• **Data shown**

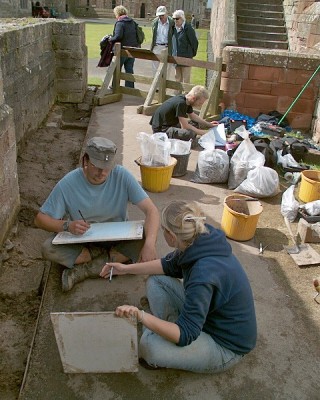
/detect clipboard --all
[52,221,144,244]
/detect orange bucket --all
[135,157,177,193]
[299,170,320,203]
[221,194,263,241]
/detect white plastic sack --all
[198,124,227,150]
[300,200,320,216]
[228,128,265,189]
[277,150,301,168]
[169,139,191,155]
[191,149,229,183]
[137,132,171,166]
[234,166,279,197]
[280,185,299,222]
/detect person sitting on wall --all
[35,137,159,292]
[101,200,257,373]
[150,85,218,145]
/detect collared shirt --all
[175,22,186,32]
[156,18,169,44]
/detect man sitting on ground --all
[150,85,218,145]
[35,137,159,292]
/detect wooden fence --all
[94,43,222,119]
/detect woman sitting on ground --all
[100,201,257,373]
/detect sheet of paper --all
[50,312,138,373]
[52,221,144,244]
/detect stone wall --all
[0,70,20,244]
[0,19,87,245]
[221,46,320,132]
[283,0,320,52]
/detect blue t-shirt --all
[40,165,148,223]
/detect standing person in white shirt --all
[150,6,174,75]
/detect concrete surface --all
[20,96,320,400]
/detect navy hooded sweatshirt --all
[161,225,257,354]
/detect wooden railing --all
[95,43,222,118]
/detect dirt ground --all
[0,88,94,400]
[0,88,320,400]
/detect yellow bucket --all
[135,157,177,193]
[221,194,263,241]
[299,170,320,203]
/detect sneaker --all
[139,358,166,370]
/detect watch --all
[62,221,69,232]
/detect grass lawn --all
[86,23,208,85]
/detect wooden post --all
[199,57,222,119]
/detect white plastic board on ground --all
[52,221,144,244]
[50,312,138,373]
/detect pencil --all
[78,210,87,222]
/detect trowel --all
[283,217,301,254]
[283,217,320,267]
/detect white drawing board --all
[52,221,144,244]
[50,312,139,373]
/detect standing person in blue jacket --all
[151,6,174,75]
[110,6,139,88]
[172,10,199,89]
[100,201,257,373]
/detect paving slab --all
[20,96,320,400]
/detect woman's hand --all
[115,304,143,322]
[100,262,127,279]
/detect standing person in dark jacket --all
[172,10,198,89]
[110,6,139,88]
[100,201,257,373]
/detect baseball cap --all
[156,6,168,17]
[85,136,117,169]
[172,10,185,19]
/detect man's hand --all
[69,219,90,235]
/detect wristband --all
[138,310,144,323]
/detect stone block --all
[243,49,288,68]
[241,79,272,94]
[288,109,312,132]
[243,93,277,112]
[56,68,86,80]
[298,218,320,243]
[270,83,316,100]
[248,65,284,82]
[288,54,320,70]
[57,90,85,103]
[220,78,242,93]
[53,35,83,51]
[226,63,249,79]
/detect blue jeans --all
[139,275,243,373]
[120,57,135,88]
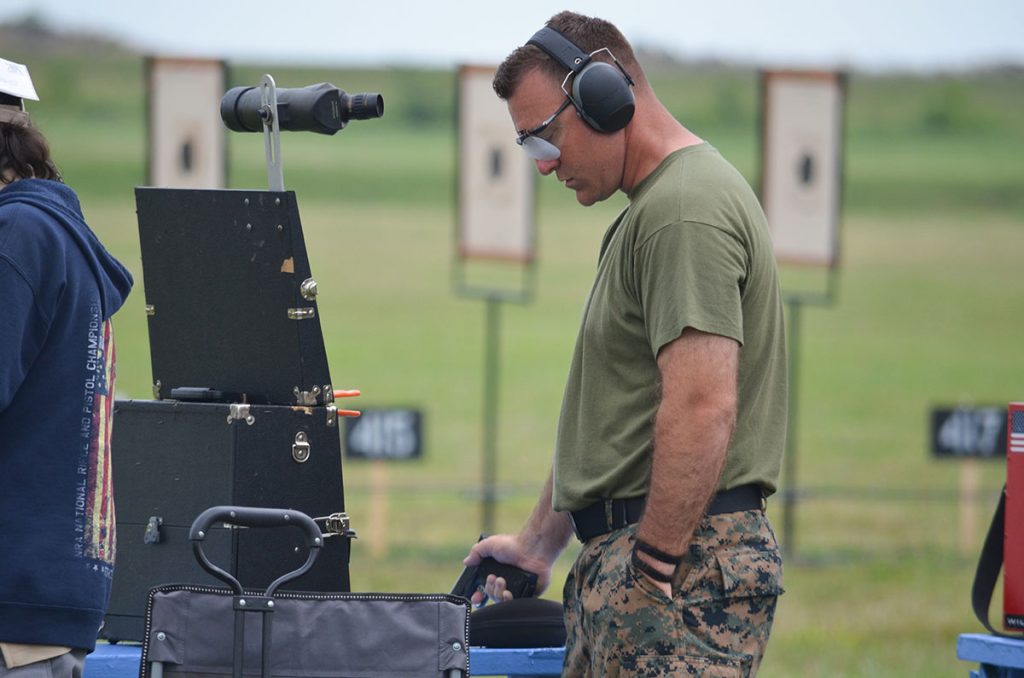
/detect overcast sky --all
[0,0,1024,70]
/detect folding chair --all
[139,506,469,678]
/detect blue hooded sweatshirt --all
[0,179,132,650]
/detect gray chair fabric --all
[141,585,469,678]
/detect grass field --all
[6,29,1024,677]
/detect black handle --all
[188,506,324,597]
[188,506,324,549]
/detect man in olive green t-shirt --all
[465,12,786,676]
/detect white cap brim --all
[0,58,39,101]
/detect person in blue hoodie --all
[0,59,132,678]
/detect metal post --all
[782,296,802,559]
[480,296,502,535]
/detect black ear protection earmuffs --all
[526,27,636,133]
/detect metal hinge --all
[227,402,256,426]
[292,386,321,408]
[292,431,310,464]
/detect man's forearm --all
[637,399,733,555]
[637,330,738,555]
[519,471,572,562]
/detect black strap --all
[633,539,685,566]
[526,26,590,73]
[630,549,675,584]
[971,485,1020,638]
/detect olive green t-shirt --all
[554,143,786,511]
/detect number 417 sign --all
[932,408,1007,459]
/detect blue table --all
[85,643,564,678]
[956,633,1024,678]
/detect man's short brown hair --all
[494,11,643,99]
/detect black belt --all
[569,483,764,543]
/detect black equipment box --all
[101,400,350,640]
[100,188,351,640]
[135,188,334,409]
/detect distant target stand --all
[760,71,847,556]
[145,56,228,188]
[452,66,537,534]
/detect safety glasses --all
[515,96,572,160]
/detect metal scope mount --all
[259,74,285,192]
[220,75,384,193]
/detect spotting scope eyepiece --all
[220,82,384,134]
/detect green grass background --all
[5,30,1024,677]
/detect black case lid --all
[135,187,333,405]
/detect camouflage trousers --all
[562,511,782,678]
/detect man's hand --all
[635,551,676,598]
[462,535,551,606]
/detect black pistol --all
[452,557,537,598]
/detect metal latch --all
[142,515,164,544]
[288,306,316,321]
[313,513,356,539]
[299,278,316,301]
[227,402,256,426]
[292,431,309,464]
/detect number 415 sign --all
[932,407,1007,459]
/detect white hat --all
[0,58,39,101]
[0,58,39,125]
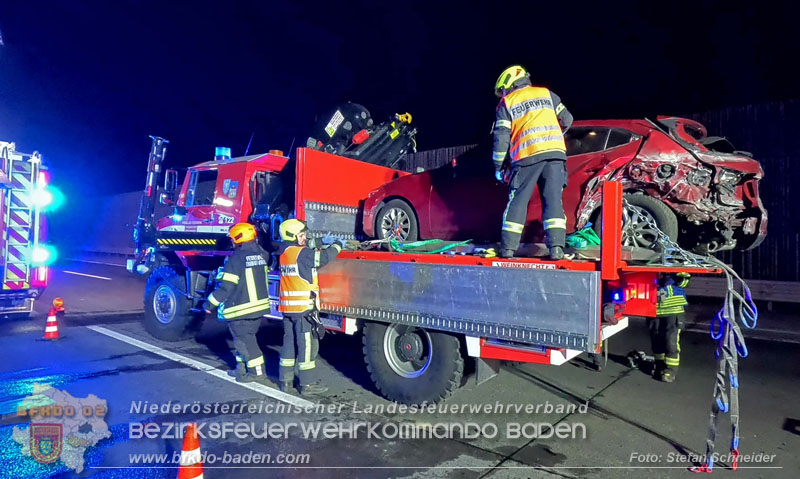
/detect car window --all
[564,126,610,155]
[186,170,217,206]
[605,128,635,150]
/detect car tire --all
[592,194,679,248]
[375,199,419,242]
[144,266,205,342]
[362,322,464,404]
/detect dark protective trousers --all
[501,160,567,251]
[280,311,319,386]
[228,318,264,374]
[647,314,683,369]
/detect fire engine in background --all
[128,102,736,404]
[0,141,55,316]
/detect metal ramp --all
[0,143,41,290]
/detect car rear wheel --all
[375,199,419,241]
[594,194,678,248]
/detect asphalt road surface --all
[0,259,800,479]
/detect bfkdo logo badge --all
[30,424,62,464]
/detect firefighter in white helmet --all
[278,219,346,395]
[203,223,270,384]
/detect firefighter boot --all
[236,364,269,386]
[228,358,247,379]
[297,383,328,396]
[653,359,667,381]
[279,381,292,393]
[658,367,677,383]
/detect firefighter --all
[492,65,572,260]
[278,219,346,395]
[647,273,690,383]
[203,223,270,384]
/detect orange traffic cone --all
[44,308,58,340]
[53,298,66,313]
[178,423,203,479]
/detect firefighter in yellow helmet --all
[492,65,572,260]
[647,273,691,383]
[203,223,270,384]
[278,219,346,395]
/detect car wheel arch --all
[372,195,427,239]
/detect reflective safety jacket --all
[205,241,270,320]
[492,85,572,170]
[656,276,689,316]
[278,244,341,314]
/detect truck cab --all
[0,141,55,316]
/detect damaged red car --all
[362,117,767,253]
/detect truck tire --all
[363,322,464,404]
[375,199,419,242]
[592,194,678,248]
[144,266,204,341]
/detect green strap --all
[389,238,472,254]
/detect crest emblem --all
[30,424,62,464]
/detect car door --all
[429,157,508,241]
[523,126,611,242]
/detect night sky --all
[0,0,800,199]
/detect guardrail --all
[686,277,800,303]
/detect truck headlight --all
[719,168,744,187]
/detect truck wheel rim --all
[383,324,433,378]
[622,206,658,248]
[381,208,411,240]
[153,284,178,324]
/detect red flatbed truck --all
[129,142,718,404]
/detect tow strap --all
[690,256,758,473]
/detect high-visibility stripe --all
[281,291,311,298]
[244,268,258,303]
[222,303,270,319]
[278,246,319,313]
[224,298,269,318]
[492,151,506,163]
[664,357,681,366]
[511,134,564,158]
[544,218,567,230]
[247,356,264,368]
[278,299,314,306]
[297,361,317,371]
[503,86,566,161]
[503,221,525,234]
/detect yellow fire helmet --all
[279,218,306,241]
[494,65,528,98]
[228,223,256,244]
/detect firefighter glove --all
[322,231,336,245]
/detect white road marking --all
[86,326,316,408]
[61,270,111,281]
[66,258,127,268]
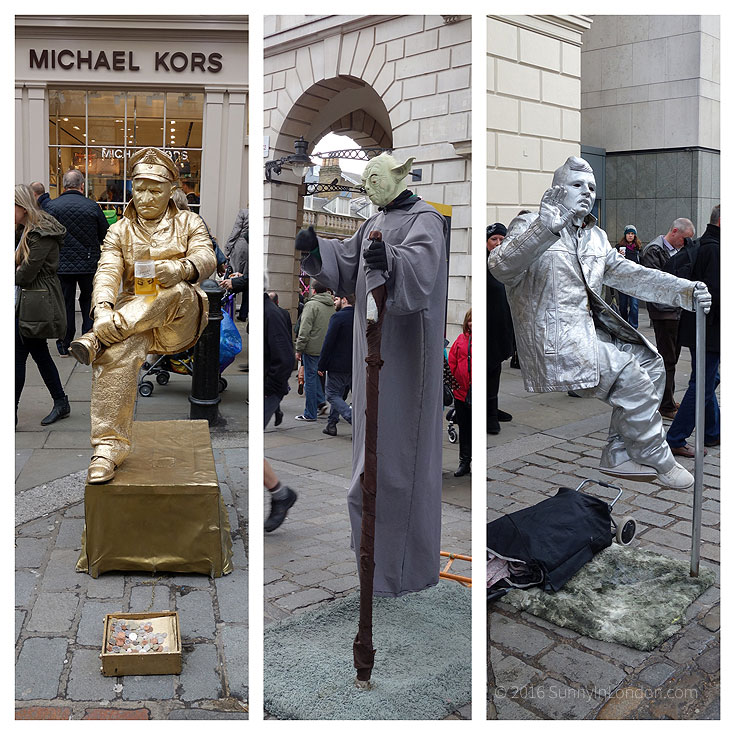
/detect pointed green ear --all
[390,158,416,183]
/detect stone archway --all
[265,76,393,309]
[263,15,472,338]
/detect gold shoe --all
[69,332,102,365]
[87,457,117,485]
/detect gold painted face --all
[133,179,171,219]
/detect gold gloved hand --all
[92,303,122,345]
[156,260,186,288]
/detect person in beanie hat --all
[618,225,643,329]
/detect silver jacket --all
[487,214,694,393]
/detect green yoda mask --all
[362,153,416,207]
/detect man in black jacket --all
[263,293,298,532]
[666,204,720,457]
[317,294,355,436]
[45,169,109,357]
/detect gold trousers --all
[90,281,201,465]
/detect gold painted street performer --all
[296,154,447,597]
[70,148,216,483]
[487,156,712,489]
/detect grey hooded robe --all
[303,200,447,597]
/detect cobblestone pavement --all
[15,324,248,720]
[487,329,720,720]
[263,380,472,719]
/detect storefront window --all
[49,90,204,216]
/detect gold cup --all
[135,260,158,296]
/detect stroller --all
[138,293,235,398]
[444,407,457,444]
[487,480,636,601]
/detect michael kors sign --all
[29,49,222,74]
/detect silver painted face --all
[562,171,597,219]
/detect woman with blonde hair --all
[15,184,71,426]
[448,309,472,477]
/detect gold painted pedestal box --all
[76,421,232,577]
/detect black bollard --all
[189,278,224,426]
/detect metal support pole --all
[689,304,707,577]
[189,279,224,426]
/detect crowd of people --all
[15,171,248,436]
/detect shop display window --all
[49,90,204,216]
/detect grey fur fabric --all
[263,581,472,720]
[502,544,715,651]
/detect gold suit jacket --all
[92,201,217,344]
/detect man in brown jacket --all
[641,217,694,419]
[296,281,334,421]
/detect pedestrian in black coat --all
[46,169,109,357]
[485,222,513,434]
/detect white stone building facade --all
[581,15,720,243]
[487,15,590,226]
[487,15,720,243]
[264,15,471,339]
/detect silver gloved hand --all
[539,186,574,235]
[692,281,712,314]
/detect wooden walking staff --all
[352,230,386,689]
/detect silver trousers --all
[576,329,676,473]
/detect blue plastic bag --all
[219,309,242,373]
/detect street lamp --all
[265,136,312,184]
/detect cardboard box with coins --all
[100,610,181,676]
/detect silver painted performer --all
[488,156,712,488]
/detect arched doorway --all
[264,76,393,309]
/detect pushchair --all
[486,480,636,601]
[444,406,457,444]
[138,293,235,398]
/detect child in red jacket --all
[449,309,472,477]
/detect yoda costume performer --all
[296,154,447,597]
[70,148,216,483]
[488,157,711,488]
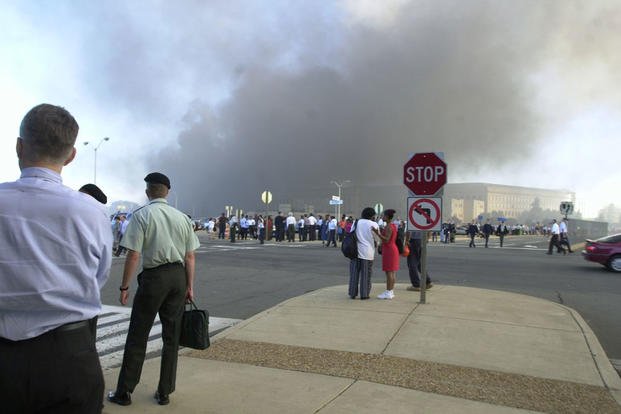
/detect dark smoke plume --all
[151,1,620,215]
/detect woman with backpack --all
[377,209,399,299]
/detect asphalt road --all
[102,232,621,360]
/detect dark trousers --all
[559,235,573,253]
[349,259,373,299]
[116,264,187,394]
[468,234,477,247]
[287,224,295,242]
[0,318,104,414]
[326,230,336,247]
[408,239,431,287]
[548,234,565,254]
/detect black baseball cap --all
[144,172,170,190]
[79,184,108,204]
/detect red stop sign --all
[403,152,446,195]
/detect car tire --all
[607,254,621,272]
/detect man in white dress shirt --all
[0,104,112,413]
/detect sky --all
[0,0,621,217]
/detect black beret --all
[144,173,170,190]
[80,184,108,204]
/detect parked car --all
[582,234,621,272]
[455,226,468,236]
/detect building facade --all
[278,183,576,222]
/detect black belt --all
[142,262,183,270]
[0,317,96,343]
[52,319,91,332]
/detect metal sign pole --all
[420,231,429,305]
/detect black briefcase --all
[179,301,210,349]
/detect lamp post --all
[84,137,110,185]
[331,180,351,220]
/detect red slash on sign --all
[408,197,442,230]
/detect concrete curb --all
[552,302,621,405]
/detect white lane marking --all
[96,305,241,369]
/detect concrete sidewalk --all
[104,284,621,414]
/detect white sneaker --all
[377,290,395,299]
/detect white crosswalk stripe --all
[96,305,241,369]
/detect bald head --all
[17,104,80,168]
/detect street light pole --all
[331,180,351,220]
[84,137,110,185]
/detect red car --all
[582,234,621,272]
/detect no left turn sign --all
[407,197,442,231]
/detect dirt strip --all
[186,339,621,414]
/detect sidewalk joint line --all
[419,314,580,333]
[380,303,420,355]
[569,312,610,391]
[313,378,358,414]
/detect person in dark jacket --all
[483,219,494,248]
[467,220,479,247]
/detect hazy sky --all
[0,0,621,216]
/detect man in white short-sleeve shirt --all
[356,219,379,260]
[349,207,379,299]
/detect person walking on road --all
[483,219,494,249]
[467,220,479,247]
[326,216,338,247]
[218,213,228,239]
[547,219,565,254]
[108,172,200,405]
[407,231,433,292]
[0,104,112,414]
[346,207,379,300]
[285,213,296,242]
[377,209,400,299]
[496,223,509,247]
[559,217,574,253]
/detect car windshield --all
[596,234,621,243]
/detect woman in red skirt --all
[377,209,399,299]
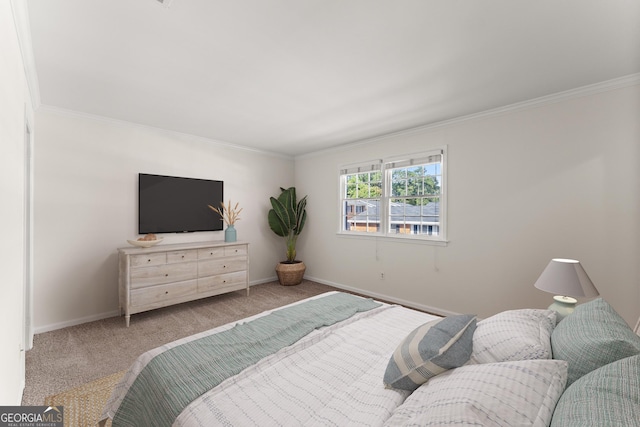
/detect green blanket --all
[112,293,381,427]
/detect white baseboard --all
[32,276,278,336]
[34,276,460,334]
[305,276,460,316]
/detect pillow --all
[469,309,556,364]
[551,298,640,385]
[551,355,640,427]
[385,359,567,427]
[384,314,476,391]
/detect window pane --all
[343,199,380,233]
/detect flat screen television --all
[138,173,224,234]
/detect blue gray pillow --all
[384,314,476,391]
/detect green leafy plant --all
[268,187,307,263]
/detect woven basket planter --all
[276,261,307,286]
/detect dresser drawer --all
[224,245,247,256]
[198,247,224,259]
[198,271,247,292]
[131,252,167,268]
[131,280,198,307]
[131,261,198,289]
[167,249,198,264]
[198,256,247,277]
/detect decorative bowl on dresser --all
[118,241,249,327]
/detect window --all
[340,149,446,242]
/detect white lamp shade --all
[534,258,600,297]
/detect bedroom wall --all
[295,79,640,326]
[34,108,293,332]
[0,2,31,406]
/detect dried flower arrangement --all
[207,200,242,225]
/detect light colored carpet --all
[22,280,337,408]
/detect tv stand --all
[118,242,249,327]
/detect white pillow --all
[468,309,556,364]
[385,360,567,427]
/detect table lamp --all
[534,258,600,322]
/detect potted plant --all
[207,200,242,242]
[267,187,307,286]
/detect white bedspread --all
[174,305,437,427]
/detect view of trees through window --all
[342,155,443,241]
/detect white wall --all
[295,83,640,325]
[34,108,293,332]
[0,1,29,405]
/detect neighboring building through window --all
[340,149,446,241]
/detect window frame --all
[338,146,448,246]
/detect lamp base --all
[549,295,578,323]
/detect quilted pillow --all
[384,314,476,391]
[551,298,640,385]
[551,355,640,427]
[385,359,567,427]
[469,309,556,364]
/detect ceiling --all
[28,0,640,156]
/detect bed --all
[101,292,640,427]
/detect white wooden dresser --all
[118,242,249,327]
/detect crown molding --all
[38,104,293,160]
[11,0,40,109]
[295,73,640,159]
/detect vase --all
[224,225,236,242]
[276,260,307,286]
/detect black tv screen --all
[138,173,224,234]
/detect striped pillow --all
[384,314,476,391]
[384,359,568,427]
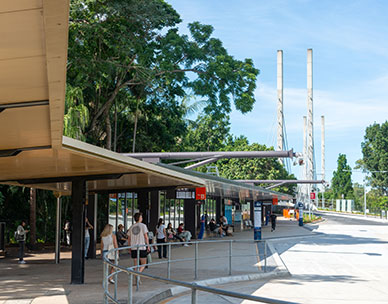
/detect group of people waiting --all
[208,215,231,237]
[101,212,192,283]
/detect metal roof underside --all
[0,0,294,199]
[158,164,293,201]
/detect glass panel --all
[115,193,125,230]
[108,194,117,229]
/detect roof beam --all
[12,172,126,185]
[0,146,51,157]
[123,149,295,161]
[0,100,49,113]
[235,179,326,184]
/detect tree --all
[358,121,388,195]
[331,154,353,199]
[182,114,230,151]
[67,0,259,149]
[217,136,296,195]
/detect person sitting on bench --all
[178,223,191,242]
[166,223,188,246]
[116,224,128,247]
[209,219,224,237]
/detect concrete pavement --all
[0,219,314,304]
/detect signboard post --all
[298,202,303,226]
[253,202,262,241]
[195,187,206,201]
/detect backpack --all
[14,230,24,242]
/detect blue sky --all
[168,0,388,182]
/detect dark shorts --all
[131,249,148,259]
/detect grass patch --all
[303,214,322,224]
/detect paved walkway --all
[0,218,313,304]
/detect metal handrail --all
[103,240,294,304]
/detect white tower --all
[321,115,326,208]
[307,49,314,216]
[307,49,314,179]
[277,50,284,163]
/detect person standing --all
[116,224,128,247]
[85,218,93,259]
[156,218,167,259]
[101,224,118,284]
[15,221,28,264]
[265,210,270,226]
[178,223,192,242]
[63,220,71,246]
[271,213,277,232]
[128,212,151,272]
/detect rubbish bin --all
[0,222,5,252]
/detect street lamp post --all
[364,180,366,216]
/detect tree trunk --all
[132,98,140,153]
[113,101,117,152]
[30,188,36,247]
[105,108,112,150]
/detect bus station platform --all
[0,217,314,304]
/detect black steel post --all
[216,196,222,222]
[137,191,149,230]
[183,199,197,238]
[148,191,160,230]
[71,179,86,284]
[87,194,97,259]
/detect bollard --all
[127,273,133,304]
[264,241,267,272]
[229,240,232,275]
[113,251,118,300]
[136,246,140,291]
[167,243,171,279]
[194,242,198,280]
[102,262,109,304]
[191,288,197,304]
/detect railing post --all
[229,240,232,275]
[113,251,118,301]
[136,246,140,291]
[102,261,109,304]
[167,243,171,279]
[194,242,198,280]
[191,288,197,304]
[127,273,133,304]
[264,241,267,272]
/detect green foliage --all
[182,114,230,151]
[0,185,30,239]
[217,136,296,195]
[331,154,353,199]
[67,0,259,151]
[63,85,89,140]
[358,121,388,195]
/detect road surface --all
[167,213,388,304]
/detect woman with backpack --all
[156,218,167,259]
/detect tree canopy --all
[331,154,353,199]
[67,0,259,151]
[358,121,388,195]
[217,136,296,195]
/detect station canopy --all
[0,0,294,204]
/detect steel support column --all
[183,199,197,238]
[71,179,86,284]
[148,191,160,234]
[55,193,62,264]
[87,194,97,259]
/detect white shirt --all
[128,223,148,250]
[101,234,113,250]
[156,224,166,240]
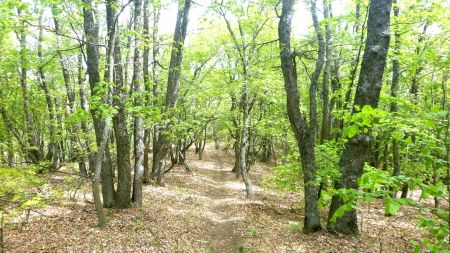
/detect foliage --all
[0,167,54,220]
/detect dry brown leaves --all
[5,145,423,252]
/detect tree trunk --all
[83,0,115,207]
[327,0,392,234]
[106,0,131,208]
[239,82,255,199]
[17,9,44,164]
[320,0,332,143]
[37,15,59,170]
[150,5,161,178]
[142,0,151,183]
[132,0,145,207]
[390,0,401,198]
[157,0,191,185]
[278,0,324,233]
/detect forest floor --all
[4,145,432,252]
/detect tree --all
[278,0,324,233]
[153,0,191,185]
[327,0,392,234]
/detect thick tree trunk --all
[278,0,324,233]
[327,0,392,234]
[390,0,401,198]
[142,0,151,183]
[77,52,94,175]
[156,0,191,185]
[320,0,332,143]
[150,5,161,179]
[17,9,44,164]
[83,0,115,207]
[132,0,145,207]
[239,82,255,199]
[37,15,59,170]
[106,0,131,208]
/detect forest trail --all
[5,145,423,253]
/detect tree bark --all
[132,0,145,207]
[150,5,161,178]
[278,0,324,233]
[320,0,332,143]
[390,0,401,197]
[17,9,44,164]
[327,0,392,234]
[37,15,59,170]
[156,0,191,185]
[83,0,115,207]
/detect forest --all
[0,0,450,253]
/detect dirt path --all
[5,145,421,253]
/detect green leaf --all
[384,198,401,215]
[347,124,359,138]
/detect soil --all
[4,145,432,252]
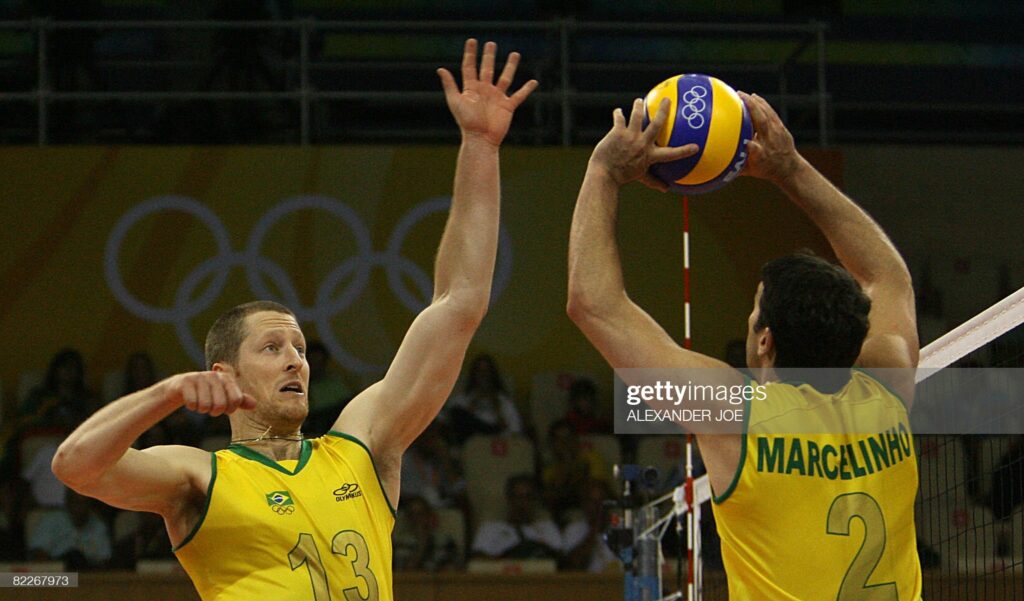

• **Written exercise**
Copy out everything in the items from the line containing "rear wheel --all" down to the line containing "[690,256,758,473]", including both of those lines, with no changes.

• **Written answer**
/detect car rear wheel --all
[375,199,419,241]
[594,194,678,248]
/detect asphalt road surface --all
[0,259,800,479]
/detect bfkdo logo badge --all
[30,424,62,464]
/detect firefighter in white helmet --all
[278,219,346,395]
[203,223,270,384]
/detect firefighter boot --all
[236,364,269,386]
[228,358,247,379]
[297,383,328,396]
[653,359,667,381]
[279,381,292,393]
[658,367,677,383]
/detect firefighter --all
[492,65,572,260]
[278,219,346,395]
[647,273,690,383]
[203,223,270,384]
/detect orange traffic cone --all
[44,308,58,340]
[53,298,66,313]
[178,423,203,479]
/detect firefighter in yellow helmet --all
[492,65,572,260]
[647,273,691,383]
[203,223,270,384]
[278,219,346,395]
/detect car wheel arch --all
[372,195,427,239]
/detect reflective safety jacket --all
[205,241,270,320]
[492,85,572,170]
[656,276,689,316]
[278,244,341,314]
/detect truck cab --all
[0,141,55,316]
/detect damaged red car --all
[362,117,767,253]
/detect truck tire --all
[363,322,464,404]
[375,199,419,242]
[592,194,678,248]
[144,266,204,341]
/detect green strap --all
[389,238,472,254]
/detect crest emblem --all
[30,424,62,464]
/detect car door --all
[429,157,508,241]
[523,126,611,242]
/detect night sky --all
[0,0,800,199]
/detect guardrail --all
[686,277,800,303]
/detect truck headlight --all
[719,168,744,187]
/detect truck wheel rim --all
[383,324,433,378]
[622,206,658,248]
[381,208,411,240]
[153,284,178,324]
/detect red flatbed truck --all
[129,142,718,404]
/detect tow strap --all
[690,256,758,473]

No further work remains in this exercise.